BEGIN

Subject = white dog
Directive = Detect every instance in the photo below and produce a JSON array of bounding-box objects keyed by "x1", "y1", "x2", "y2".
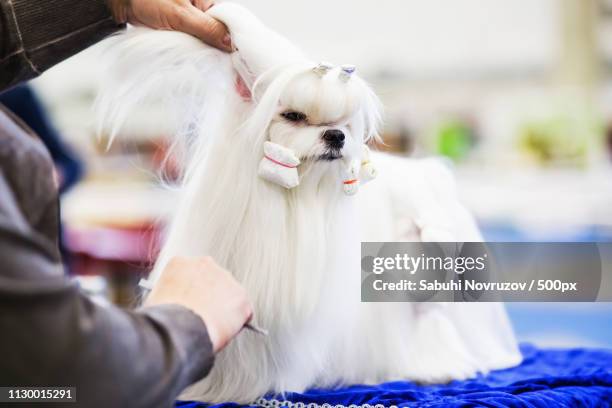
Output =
[{"x1": 97, "y1": 3, "x2": 521, "y2": 403}]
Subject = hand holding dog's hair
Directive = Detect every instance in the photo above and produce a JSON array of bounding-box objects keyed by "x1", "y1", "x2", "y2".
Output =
[
  {"x1": 108, "y1": 0, "x2": 232, "y2": 52},
  {"x1": 144, "y1": 256, "x2": 253, "y2": 353}
]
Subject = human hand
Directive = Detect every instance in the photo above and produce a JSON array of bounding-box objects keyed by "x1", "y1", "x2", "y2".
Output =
[
  {"x1": 145, "y1": 256, "x2": 253, "y2": 353},
  {"x1": 108, "y1": 0, "x2": 232, "y2": 52}
]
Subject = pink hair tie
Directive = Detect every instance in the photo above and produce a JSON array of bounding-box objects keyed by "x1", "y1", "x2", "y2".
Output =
[{"x1": 265, "y1": 154, "x2": 298, "y2": 169}]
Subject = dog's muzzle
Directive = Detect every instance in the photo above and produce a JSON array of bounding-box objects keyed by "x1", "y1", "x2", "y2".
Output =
[{"x1": 258, "y1": 142, "x2": 377, "y2": 196}]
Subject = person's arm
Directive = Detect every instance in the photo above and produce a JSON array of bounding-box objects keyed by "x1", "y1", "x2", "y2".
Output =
[
  {"x1": 0, "y1": 0, "x2": 232, "y2": 92},
  {"x1": 0, "y1": 267, "x2": 215, "y2": 408},
  {"x1": 0, "y1": 0, "x2": 122, "y2": 91},
  {"x1": 0, "y1": 108, "x2": 250, "y2": 407}
]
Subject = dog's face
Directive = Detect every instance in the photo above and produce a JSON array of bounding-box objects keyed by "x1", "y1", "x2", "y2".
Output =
[{"x1": 266, "y1": 69, "x2": 365, "y2": 163}]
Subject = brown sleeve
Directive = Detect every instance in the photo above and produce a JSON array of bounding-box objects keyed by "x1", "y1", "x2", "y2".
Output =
[
  {"x1": 0, "y1": 0, "x2": 124, "y2": 91},
  {"x1": 0, "y1": 108, "x2": 214, "y2": 407}
]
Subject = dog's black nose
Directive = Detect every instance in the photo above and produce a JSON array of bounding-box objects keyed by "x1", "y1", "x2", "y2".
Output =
[{"x1": 322, "y1": 129, "x2": 345, "y2": 147}]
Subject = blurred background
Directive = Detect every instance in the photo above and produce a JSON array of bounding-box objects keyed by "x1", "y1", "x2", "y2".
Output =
[{"x1": 7, "y1": 0, "x2": 612, "y2": 349}]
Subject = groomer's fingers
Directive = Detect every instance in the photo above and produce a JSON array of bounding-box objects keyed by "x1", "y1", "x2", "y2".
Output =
[
  {"x1": 192, "y1": 0, "x2": 215, "y2": 11},
  {"x1": 179, "y1": 5, "x2": 232, "y2": 52},
  {"x1": 145, "y1": 256, "x2": 253, "y2": 353},
  {"x1": 123, "y1": 0, "x2": 231, "y2": 51}
]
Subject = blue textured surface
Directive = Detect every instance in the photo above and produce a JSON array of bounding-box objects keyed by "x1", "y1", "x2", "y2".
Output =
[{"x1": 176, "y1": 344, "x2": 612, "y2": 407}]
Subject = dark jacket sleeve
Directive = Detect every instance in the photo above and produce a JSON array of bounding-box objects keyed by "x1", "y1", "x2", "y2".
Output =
[
  {"x1": 0, "y1": 0, "x2": 123, "y2": 92},
  {"x1": 0, "y1": 107, "x2": 215, "y2": 407}
]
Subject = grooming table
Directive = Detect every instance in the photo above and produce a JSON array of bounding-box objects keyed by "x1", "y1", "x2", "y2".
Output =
[{"x1": 176, "y1": 344, "x2": 612, "y2": 407}]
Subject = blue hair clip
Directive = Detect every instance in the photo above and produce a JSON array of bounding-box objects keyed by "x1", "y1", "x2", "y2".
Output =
[{"x1": 339, "y1": 64, "x2": 356, "y2": 82}]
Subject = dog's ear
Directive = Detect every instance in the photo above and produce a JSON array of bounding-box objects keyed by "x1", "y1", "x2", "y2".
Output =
[{"x1": 235, "y1": 74, "x2": 252, "y2": 101}]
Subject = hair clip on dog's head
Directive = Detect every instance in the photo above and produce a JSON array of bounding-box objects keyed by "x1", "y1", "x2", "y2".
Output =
[
  {"x1": 313, "y1": 62, "x2": 334, "y2": 77},
  {"x1": 339, "y1": 65, "x2": 356, "y2": 82},
  {"x1": 312, "y1": 63, "x2": 356, "y2": 83}
]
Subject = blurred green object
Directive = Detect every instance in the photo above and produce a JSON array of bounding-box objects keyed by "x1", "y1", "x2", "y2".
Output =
[
  {"x1": 435, "y1": 119, "x2": 473, "y2": 161},
  {"x1": 518, "y1": 107, "x2": 603, "y2": 167}
]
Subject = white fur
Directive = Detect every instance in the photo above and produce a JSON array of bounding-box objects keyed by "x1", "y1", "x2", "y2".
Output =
[{"x1": 97, "y1": 3, "x2": 521, "y2": 403}]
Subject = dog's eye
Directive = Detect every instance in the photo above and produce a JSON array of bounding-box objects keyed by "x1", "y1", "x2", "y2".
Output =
[{"x1": 281, "y1": 111, "x2": 307, "y2": 123}]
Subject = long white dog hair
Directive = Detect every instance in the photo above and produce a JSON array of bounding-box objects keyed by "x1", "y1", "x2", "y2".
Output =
[{"x1": 97, "y1": 3, "x2": 521, "y2": 403}]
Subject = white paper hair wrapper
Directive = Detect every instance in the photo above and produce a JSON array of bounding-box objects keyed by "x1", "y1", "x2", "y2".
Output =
[
  {"x1": 359, "y1": 145, "x2": 377, "y2": 183},
  {"x1": 258, "y1": 141, "x2": 300, "y2": 188},
  {"x1": 341, "y1": 145, "x2": 378, "y2": 195},
  {"x1": 341, "y1": 159, "x2": 361, "y2": 195}
]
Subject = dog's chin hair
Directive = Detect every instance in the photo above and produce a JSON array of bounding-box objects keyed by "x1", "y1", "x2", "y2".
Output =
[
  {"x1": 299, "y1": 153, "x2": 342, "y2": 163},
  {"x1": 317, "y1": 152, "x2": 343, "y2": 161}
]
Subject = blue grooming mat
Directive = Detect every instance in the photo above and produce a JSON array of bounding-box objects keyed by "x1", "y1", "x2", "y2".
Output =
[{"x1": 176, "y1": 344, "x2": 612, "y2": 407}]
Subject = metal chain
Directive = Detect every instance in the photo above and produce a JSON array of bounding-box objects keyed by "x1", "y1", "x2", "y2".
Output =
[{"x1": 253, "y1": 398, "x2": 398, "y2": 408}]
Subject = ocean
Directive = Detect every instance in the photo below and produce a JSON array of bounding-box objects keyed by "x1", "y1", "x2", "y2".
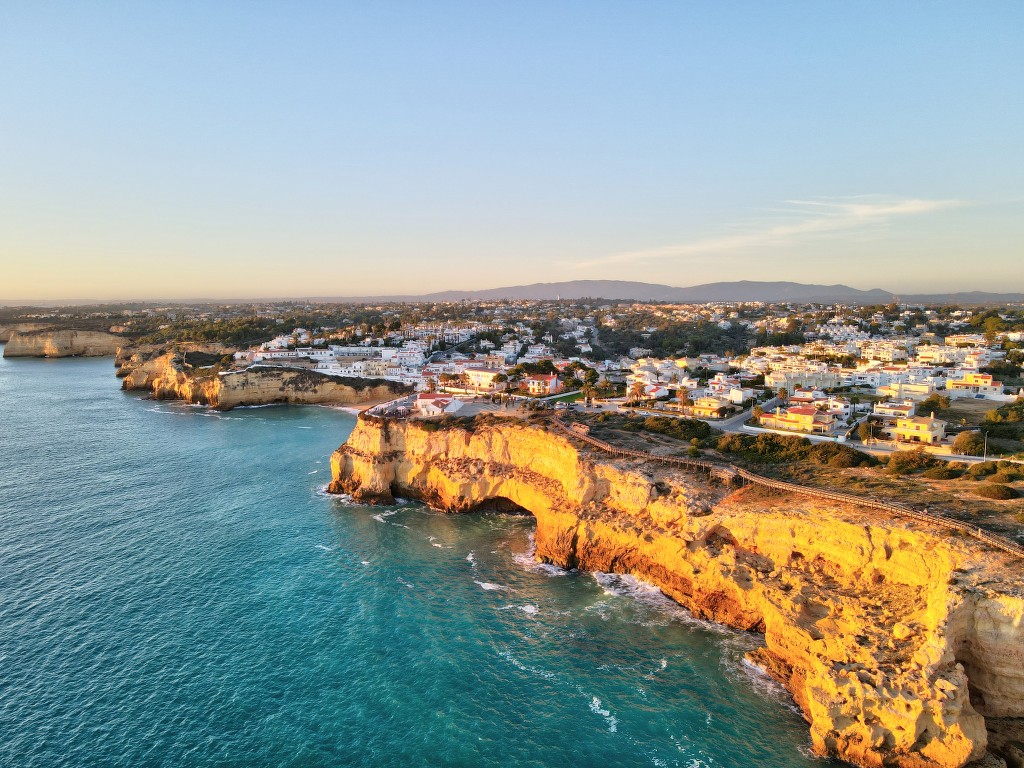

END

Set down the records in full and exactly. Do not carry over any image.

Subject = white dog
Directive = Detect every instance in the photo below and produce a JSON array of bounding-box objects keyed by "x1", "y1", "x2", "y2".
Output =
[{"x1": 97, "y1": 3, "x2": 521, "y2": 403}]
Subject = hand holding dog's hair
Directive = Detect every instance in the photo above and produce a JSON array of bounding-box objects keyed by "x1", "y1", "x2", "y2".
Output =
[
  {"x1": 108, "y1": 0, "x2": 232, "y2": 52},
  {"x1": 144, "y1": 256, "x2": 253, "y2": 353}
]
Subject = human hand
Directive = Detect every instance in the photo above and produce a JSON array of bounding-box objects keyed by "x1", "y1", "x2", "y2".
Output =
[
  {"x1": 145, "y1": 256, "x2": 253, "y2": 353},
  {"x1": 108, "y1": 0, "x2": 232, "y2": 52}
]
Subject = pink hair tie
Directive = Detect every instance in the photo above and produce a JSON array of bounding-box objects keyed by "x1", "y1", "x2", "y2".
Output =
[{"x1": 265, "y1": 154, "x2": 298, "y2": 169}]
Subject = dog's muzzle
Directive = Detect every instance in the photo above and produce a JSON array of bounding-box objects keyed by "x1", "y1", "x2", "y2".
Output =
[{"x1": 258, "y1": 142, "x2": 377, "y2": 196}]
Subject = person's arm
Directive = Detect every instance in the photo above and produce a JSON array of bounding-box objects keyed by "x1", "y1", "x2", "y2".
Output =
[
  {"x1": 0, "y1": 0, "x2": 232, "y2": 92},
  {"x1": 0, "y1": 267, "x2": 215, "y2": 408},
  {"x1": 0, "y1": 0, "x2": 122, "y2": 91},
  {"x1": 0, "y1": 108, "x2": 250, "y2": 407}
]
Subject = dog's face
Directive = Detect every instance in the photo above and produce a JSON array of bounding-box objects keyed by "x1", "y1", "x2", "y2".
Output =
[{"x1": 266, "y1": 69, "x2": 365, "y2": 163}]
Subject = brown sleeve
Directive = Detect every instance in the photo above and produce a JSON array of bounding-box objects keyed by "x1", "y1", "x2", "y2".
Output =
[
  {"x1": 0, "y1": 0, "x2": 124, "y2": 91},
  {"x1": 0, "y1": 108, "x2": 214, "y2": 407}
]
Subject = dog's black nose
Directive = Detect every instance in the photo above and produce a JSON array of bounding-box objects keyed by "x1", "y1", "x2", "y2".
Output =
[{"x1": 322, "y1": 129, "x2": 345, "y2": 147}]
Subject = blurred background
Directive = Detect every instance in the photo above and produce a JSON array of bounding-box objects keyed by "x1", "y1", "x2", "y2".
Output =
[{"x1": 7, "y1": 0, "x2": 612, "y2": 349}]
Subject = groomer's fingers
Directive = Detect every instance in the photo above and produce a JSON array of bounding-box objects keyed by "x1", "y1", "x2", "y2".
Output =
[
  {"x1": 192, "y1": 0, "x2": 215, "y2": 11},
  {"x1": 179, "y1": 5, "x2": 232, "y2": 52},
  {"x1": 145, "y1": 256, "x2": 253, "y2": 353},
  {"x1": 123, "y1": 0, "x2": 231, "y2": 51}
]
Subject = blue textured surface
Directive = Detect every instance in the photo above and produce a JSON array of bounding-box objects keyed by "x1", "y1", "x2", "y2".
Output =
[{"x1": 176, "y1": 344, "x2": 612, "y2": 407}]
Subject = dark jacket sleeve
Directive = Detect every instance in the photo above and produce a JSON array of bounding-box objects keyed by "x1", "y1", "x2", "y2".
Output =
[
  {"x1": 0, "y1": 0, "x2": 123, "y2": 92},
  {"x1": 0, "y1": 107, "x2": 215, "y2": 407}
]
Subject = grooming table
Directive = Detect every instance in the photo above and produce a JSON array of bounding-box objects keyed by "x1", "y1", "x2", "y2".
Output =
[{"x1": 176, "y1": 344, "x2": 612, "y2": 407}]
Subject = blue hair clip
Directive = Detect every instance in the photo above and produce a JSON array of bounding-box objects keyed by "x1", "y1", "x2", "y2".
Output =
[{"x1": 339, "y1": 64, "x2": 356, "y2": 82}]
Subject = dog's ear
Directive = Detect every instance in the photo above and produce a JSON array of bounding-box objects keyed by "x1", "y1", "x2", "y2".
Output =
[{"x1": 235, "y1": 74, "x2": 252, "y2": 101}]
Subject = hair clip on dog's head
Directive = Detect every instance in the photo above and produce a JSON array of bounding-box objects keyed by "x1", "y1", "x2", "y2".
Output =
[
  {"x1": 313, "y1": 62, "x2": 334, "y2": 77},
  {"x1": 339, "y1": 65, "x2": 356, "y2": 82},
  {"x1": 312, "y1": 63, "x2": 356, "y2": 83}
]
Subject = blurred green object
Directive = Detect every instance in the photo above and produce a JSON array of bounding-box objects keyed by "x1", "y1", "x2", "y2".
Output =
[
  {"x1": 435, "y1": 119, "x2": 473, "y2": 161},
  {"x1": 518, "y1": 107, "x2": 603, "y2": 167}
]
Subject = white fur
Directive = Detect every instance in the photo above and produce a JSON array of bounding-box objects keyed by "x1", "y1", "x2", "y2".
Output =
[{"x1": 97, "y1": 3, "x2": 521, "y2": 403}]
Subject = dog's eye
Directive = Detect every instance in the photo above and produce a JSON array of bounding-box objects keyed by "x1", "y1", "x2", "y2".
Output =
[{"x1": 281, "y1": 111, "x2": 307, "y2": 123}]
Subject = long white dog hair
Directive = Detect every instance in the photo above and produce a JSON array of bounding-box objects keyed by "x1", "y1", "x2", "y2".
Output =
[{"x1": 97, "y1": 3, "x2": 521, "y2": 403}]
Subject = white paper hair wrapper
Directive = Detect every instance in the photo above and produce a JSON array of bounding-box objects keyed by "x1", "y1", "x2", "y2".
Output =
[
  {"x1": 359, "y1": 145, "x2": 377, "y2": 183},
  {"x1": 258, "y1": 141, "x2": 300, "y2": 188},
  {"x1": 341, "y1": 145, "x2": 378, "y2": 195},
  {"x1": 341, "y1": 159, "x2": 361, "y2": 195}
]
Subject = dog's chin hair
Directive = Detect every instance in the photo above and produce a JSON array of bounding-box objects keyed by "x1", "y1", "x2", "y2".
Output =
[
  {"x1": 299, "y1": 153, "x2": 342, "y2": 163},
  {"x1": 317, "y1": 152, "x2": 343, "y2": 161}
]
Subject = blue grooming mat
Directive = Detect every instance in the photo above and produce a JSON array of bounding-box objects keyed by "x1", "y1", "x2", "y2".
Output =
[{"x1": 176, "y1": 344, "x2": 612, "y2": 407}]
Subject = metal chain
Directive = Detect every instance in the photo above and produce a JSON array of bounding-box objects keyed by "x1", "y1", "x2", "y2".
Output =
[{"x1": 253, "y1": 398, "x2": 398, "y2": 408}]
Subject = ocean
Directive = Detect every instance in the photo below and produce a JSON array of bounding-box objects keyed by "x1", "y1", "x2", "y2".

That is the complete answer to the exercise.